Required work:
Pick out each line of the records that includes the string "below", and copy it.

Natural language region descriptions
BEGIN

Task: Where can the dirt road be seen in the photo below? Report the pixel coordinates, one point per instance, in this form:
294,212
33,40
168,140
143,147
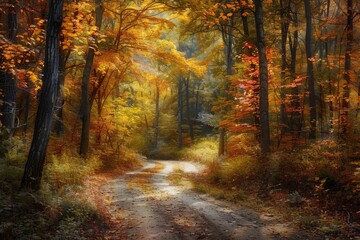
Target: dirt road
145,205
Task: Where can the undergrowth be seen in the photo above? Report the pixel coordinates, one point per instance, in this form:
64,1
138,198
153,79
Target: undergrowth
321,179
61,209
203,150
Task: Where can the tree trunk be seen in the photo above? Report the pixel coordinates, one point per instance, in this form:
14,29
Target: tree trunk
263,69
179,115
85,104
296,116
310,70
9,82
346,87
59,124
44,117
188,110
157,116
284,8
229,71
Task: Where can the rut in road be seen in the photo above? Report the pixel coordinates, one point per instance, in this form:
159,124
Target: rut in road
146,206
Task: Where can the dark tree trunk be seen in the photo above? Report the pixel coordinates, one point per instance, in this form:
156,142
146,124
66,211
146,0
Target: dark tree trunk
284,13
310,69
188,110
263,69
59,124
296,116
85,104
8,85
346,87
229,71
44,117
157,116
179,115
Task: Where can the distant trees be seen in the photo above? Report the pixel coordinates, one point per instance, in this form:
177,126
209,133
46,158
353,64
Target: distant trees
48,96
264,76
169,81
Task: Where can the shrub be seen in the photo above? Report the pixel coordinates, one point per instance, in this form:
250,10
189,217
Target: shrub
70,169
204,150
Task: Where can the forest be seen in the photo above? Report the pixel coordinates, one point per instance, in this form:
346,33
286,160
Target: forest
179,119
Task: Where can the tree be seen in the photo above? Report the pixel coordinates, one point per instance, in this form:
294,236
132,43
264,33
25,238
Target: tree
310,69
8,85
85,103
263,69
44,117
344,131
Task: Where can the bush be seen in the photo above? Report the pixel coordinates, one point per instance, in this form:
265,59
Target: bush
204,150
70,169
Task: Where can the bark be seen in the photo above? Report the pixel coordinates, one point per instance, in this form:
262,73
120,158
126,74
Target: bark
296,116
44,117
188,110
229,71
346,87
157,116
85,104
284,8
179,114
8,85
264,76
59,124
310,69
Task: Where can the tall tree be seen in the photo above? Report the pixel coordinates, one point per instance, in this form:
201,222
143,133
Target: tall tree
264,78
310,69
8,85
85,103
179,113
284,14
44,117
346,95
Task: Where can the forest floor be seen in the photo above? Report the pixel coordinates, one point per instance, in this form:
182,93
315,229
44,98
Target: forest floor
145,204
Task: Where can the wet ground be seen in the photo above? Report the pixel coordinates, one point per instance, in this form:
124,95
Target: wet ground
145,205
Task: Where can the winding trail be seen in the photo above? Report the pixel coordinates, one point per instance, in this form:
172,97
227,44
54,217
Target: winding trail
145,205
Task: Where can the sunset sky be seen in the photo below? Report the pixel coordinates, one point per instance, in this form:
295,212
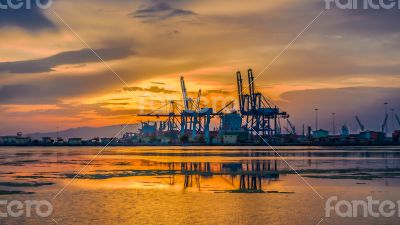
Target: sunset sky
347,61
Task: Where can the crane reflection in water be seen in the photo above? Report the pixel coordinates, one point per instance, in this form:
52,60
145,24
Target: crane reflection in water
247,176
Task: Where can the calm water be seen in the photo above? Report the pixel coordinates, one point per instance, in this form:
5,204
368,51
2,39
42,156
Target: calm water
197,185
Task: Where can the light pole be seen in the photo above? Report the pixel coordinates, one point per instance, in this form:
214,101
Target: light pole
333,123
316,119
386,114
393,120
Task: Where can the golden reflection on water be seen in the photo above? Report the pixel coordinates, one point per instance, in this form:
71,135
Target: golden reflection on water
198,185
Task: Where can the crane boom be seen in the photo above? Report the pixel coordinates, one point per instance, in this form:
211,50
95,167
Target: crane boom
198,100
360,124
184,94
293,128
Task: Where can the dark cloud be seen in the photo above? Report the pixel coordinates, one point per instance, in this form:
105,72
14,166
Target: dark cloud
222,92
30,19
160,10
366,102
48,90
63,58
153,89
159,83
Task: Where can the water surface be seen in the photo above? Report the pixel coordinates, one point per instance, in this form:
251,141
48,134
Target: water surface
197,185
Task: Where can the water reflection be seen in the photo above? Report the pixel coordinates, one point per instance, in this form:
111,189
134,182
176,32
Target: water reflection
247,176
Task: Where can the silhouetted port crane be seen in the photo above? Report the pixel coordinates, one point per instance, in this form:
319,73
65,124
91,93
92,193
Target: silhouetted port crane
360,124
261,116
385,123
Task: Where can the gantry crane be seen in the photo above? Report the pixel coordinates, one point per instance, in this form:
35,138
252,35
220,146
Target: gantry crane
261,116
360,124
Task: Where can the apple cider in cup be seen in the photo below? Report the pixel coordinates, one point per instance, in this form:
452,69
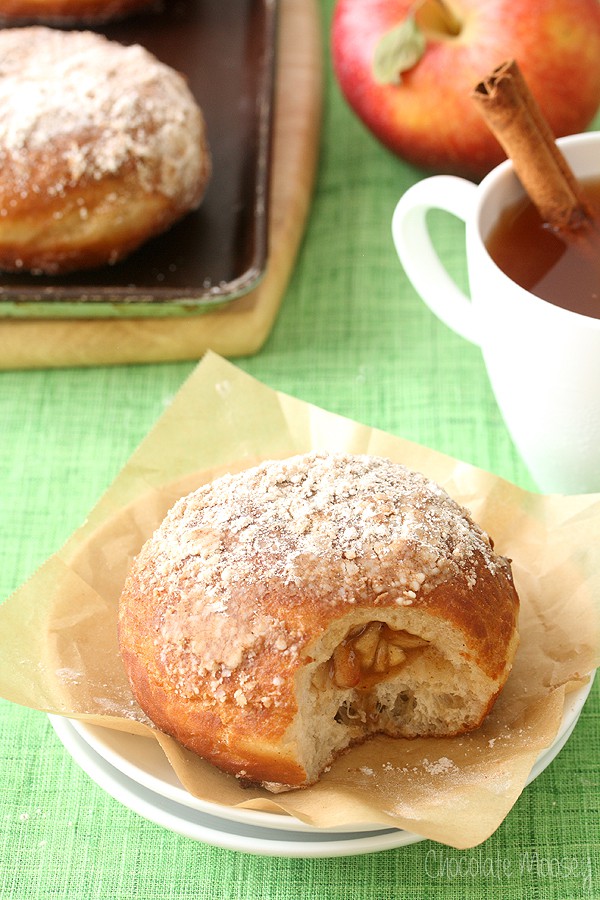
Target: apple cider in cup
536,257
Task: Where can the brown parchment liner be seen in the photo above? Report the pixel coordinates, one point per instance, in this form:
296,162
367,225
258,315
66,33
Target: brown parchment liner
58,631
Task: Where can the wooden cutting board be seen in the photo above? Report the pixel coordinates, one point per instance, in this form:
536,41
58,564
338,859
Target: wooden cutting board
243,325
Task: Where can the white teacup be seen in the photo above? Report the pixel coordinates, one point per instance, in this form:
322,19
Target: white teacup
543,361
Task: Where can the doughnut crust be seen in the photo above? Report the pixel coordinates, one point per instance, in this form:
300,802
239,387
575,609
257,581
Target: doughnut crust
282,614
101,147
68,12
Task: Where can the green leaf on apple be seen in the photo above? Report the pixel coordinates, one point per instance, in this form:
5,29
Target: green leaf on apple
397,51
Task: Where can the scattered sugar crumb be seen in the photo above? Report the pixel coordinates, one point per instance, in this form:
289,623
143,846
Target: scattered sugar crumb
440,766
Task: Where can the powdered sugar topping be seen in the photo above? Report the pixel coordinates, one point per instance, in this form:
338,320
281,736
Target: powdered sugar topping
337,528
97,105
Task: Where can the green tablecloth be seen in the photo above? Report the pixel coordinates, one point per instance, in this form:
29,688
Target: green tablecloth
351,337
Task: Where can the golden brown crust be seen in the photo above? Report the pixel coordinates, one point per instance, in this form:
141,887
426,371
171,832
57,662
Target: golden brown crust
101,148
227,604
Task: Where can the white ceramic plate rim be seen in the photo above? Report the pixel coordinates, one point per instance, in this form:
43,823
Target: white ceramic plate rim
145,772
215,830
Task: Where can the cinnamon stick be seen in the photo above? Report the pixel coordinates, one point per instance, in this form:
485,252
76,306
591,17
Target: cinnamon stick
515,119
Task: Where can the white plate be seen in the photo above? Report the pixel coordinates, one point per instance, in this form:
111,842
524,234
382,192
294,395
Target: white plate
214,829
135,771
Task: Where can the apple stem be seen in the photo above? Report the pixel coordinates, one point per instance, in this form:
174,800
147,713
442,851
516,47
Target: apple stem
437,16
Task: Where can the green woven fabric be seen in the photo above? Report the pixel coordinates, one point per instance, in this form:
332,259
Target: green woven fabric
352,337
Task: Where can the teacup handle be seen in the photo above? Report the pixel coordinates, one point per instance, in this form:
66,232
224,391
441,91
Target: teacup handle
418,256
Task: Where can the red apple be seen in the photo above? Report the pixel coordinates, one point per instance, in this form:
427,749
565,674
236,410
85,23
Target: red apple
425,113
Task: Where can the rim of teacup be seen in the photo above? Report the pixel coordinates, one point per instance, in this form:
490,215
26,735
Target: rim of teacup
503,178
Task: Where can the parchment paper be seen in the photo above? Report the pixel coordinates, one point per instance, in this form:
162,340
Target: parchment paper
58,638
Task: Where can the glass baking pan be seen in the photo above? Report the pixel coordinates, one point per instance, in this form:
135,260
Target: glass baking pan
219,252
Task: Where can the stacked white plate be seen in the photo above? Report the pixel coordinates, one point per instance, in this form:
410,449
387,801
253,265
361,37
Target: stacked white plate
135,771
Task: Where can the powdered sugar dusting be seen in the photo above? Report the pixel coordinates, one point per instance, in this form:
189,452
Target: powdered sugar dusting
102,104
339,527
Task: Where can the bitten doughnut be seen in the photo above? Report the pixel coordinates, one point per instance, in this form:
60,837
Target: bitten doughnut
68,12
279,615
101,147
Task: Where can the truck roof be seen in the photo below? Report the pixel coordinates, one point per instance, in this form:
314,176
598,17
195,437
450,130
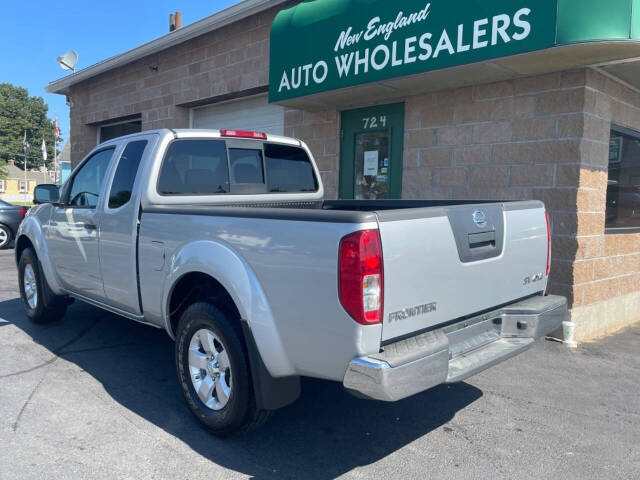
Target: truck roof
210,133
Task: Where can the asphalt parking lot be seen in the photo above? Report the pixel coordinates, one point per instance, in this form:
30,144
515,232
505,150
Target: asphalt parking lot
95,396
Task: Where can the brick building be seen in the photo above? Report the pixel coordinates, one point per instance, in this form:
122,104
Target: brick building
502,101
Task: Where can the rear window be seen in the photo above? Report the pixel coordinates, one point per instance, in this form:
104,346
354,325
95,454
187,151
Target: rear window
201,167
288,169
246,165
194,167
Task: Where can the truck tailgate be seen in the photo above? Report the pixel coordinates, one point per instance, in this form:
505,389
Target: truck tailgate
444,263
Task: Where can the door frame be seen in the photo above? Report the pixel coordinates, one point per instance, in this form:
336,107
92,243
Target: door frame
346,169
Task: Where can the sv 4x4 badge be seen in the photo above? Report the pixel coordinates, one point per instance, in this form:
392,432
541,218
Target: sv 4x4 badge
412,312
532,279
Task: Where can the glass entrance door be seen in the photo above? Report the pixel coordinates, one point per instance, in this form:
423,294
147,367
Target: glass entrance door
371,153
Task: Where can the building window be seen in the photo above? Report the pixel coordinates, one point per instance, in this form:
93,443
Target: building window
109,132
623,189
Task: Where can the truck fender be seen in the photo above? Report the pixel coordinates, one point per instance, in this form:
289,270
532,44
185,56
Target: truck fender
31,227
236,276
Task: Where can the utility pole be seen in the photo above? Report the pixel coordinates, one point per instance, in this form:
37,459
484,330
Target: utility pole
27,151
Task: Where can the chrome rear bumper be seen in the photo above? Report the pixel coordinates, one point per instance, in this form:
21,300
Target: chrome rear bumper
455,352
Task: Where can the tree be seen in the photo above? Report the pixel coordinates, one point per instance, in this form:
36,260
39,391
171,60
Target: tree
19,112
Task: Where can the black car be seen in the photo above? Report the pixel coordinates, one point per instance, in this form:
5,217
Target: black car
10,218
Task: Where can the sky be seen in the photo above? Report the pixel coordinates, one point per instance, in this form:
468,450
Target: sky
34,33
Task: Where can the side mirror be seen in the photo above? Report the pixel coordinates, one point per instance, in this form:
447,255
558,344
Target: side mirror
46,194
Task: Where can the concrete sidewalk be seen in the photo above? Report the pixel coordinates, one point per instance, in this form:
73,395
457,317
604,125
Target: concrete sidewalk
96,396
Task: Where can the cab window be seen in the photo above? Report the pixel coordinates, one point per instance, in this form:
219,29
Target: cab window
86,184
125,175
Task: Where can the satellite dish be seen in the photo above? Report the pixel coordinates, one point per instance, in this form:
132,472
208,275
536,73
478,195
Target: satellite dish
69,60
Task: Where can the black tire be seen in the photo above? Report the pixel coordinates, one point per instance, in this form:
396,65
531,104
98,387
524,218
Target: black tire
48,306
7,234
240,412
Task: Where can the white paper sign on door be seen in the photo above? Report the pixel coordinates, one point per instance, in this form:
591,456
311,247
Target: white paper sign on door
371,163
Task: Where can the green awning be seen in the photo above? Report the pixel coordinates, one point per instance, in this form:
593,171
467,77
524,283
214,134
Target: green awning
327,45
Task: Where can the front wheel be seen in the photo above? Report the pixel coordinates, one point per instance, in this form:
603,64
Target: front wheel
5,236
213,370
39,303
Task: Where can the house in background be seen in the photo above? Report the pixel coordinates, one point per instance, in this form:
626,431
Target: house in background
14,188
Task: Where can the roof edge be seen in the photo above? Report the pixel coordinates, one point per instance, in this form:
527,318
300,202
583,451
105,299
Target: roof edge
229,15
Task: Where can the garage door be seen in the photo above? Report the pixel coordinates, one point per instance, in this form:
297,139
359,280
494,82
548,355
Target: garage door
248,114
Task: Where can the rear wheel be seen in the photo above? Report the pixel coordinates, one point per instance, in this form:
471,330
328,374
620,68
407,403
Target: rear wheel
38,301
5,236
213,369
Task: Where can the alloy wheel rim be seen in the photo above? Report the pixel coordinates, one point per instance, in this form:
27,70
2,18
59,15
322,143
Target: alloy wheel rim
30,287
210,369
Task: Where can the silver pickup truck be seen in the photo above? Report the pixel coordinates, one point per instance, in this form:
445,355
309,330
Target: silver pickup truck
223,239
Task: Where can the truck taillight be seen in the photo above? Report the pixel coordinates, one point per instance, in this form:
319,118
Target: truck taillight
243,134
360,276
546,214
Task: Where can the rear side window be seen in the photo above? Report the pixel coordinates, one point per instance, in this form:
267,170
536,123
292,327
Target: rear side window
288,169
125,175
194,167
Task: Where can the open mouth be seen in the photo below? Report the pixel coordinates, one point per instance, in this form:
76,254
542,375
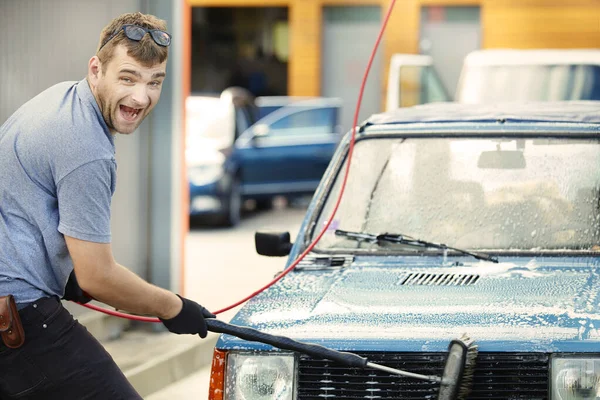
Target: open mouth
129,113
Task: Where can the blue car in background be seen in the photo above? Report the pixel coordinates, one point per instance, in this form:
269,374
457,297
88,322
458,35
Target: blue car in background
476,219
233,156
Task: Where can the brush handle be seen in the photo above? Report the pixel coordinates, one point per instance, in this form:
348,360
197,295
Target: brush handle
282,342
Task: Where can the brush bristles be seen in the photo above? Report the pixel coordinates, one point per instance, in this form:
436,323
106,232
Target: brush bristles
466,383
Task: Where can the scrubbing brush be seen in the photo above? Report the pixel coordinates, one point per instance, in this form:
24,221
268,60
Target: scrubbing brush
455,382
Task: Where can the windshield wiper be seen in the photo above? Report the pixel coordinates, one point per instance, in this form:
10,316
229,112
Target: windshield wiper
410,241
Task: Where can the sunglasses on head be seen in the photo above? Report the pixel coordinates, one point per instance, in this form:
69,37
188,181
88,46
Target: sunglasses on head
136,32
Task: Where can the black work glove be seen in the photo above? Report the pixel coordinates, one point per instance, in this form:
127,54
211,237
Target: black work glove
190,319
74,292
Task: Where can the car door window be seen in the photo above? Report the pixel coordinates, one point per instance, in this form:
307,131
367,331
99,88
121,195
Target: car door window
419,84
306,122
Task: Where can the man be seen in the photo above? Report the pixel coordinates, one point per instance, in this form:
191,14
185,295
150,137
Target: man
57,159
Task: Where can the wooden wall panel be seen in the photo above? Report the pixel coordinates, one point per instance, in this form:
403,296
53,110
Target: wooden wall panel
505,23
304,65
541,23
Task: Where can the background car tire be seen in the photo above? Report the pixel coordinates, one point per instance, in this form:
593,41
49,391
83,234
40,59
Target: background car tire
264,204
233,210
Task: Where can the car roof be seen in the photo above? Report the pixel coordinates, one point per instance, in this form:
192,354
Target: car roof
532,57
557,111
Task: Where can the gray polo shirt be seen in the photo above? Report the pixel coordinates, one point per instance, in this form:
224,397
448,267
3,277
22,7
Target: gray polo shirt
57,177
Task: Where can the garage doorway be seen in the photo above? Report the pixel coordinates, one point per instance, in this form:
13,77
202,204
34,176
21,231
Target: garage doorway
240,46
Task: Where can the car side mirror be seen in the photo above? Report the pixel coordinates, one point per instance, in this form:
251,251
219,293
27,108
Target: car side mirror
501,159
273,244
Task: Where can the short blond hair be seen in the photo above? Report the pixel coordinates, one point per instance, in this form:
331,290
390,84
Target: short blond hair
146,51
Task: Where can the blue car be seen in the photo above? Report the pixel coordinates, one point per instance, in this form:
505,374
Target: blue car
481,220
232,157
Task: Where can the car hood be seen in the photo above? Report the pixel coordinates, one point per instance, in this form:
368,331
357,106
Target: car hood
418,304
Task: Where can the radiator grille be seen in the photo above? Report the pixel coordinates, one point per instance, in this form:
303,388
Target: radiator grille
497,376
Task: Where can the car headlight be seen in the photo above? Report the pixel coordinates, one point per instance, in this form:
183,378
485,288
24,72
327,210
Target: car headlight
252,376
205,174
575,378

END

Worked solution:
Task: Where can the dirt road be seen in the photo below? Report the pixel coordinates, one point per instance, in this form:
Task: Where can the sunset sky be seen in the photo below? Report the pixel coordinates, one point per instance, in this form:
Task: Where can the apple cider in cup be seen in the photo below? Report the pixel coordinates, one point per instance, in this form:
Task: Where can the truck roof be seen in the photo below? Report the pixel coordinates, one point per instance, in this form:
Task: Where can the open mouth be seen in the photo below? Report the pixel coordinates, one point per instance, in this form:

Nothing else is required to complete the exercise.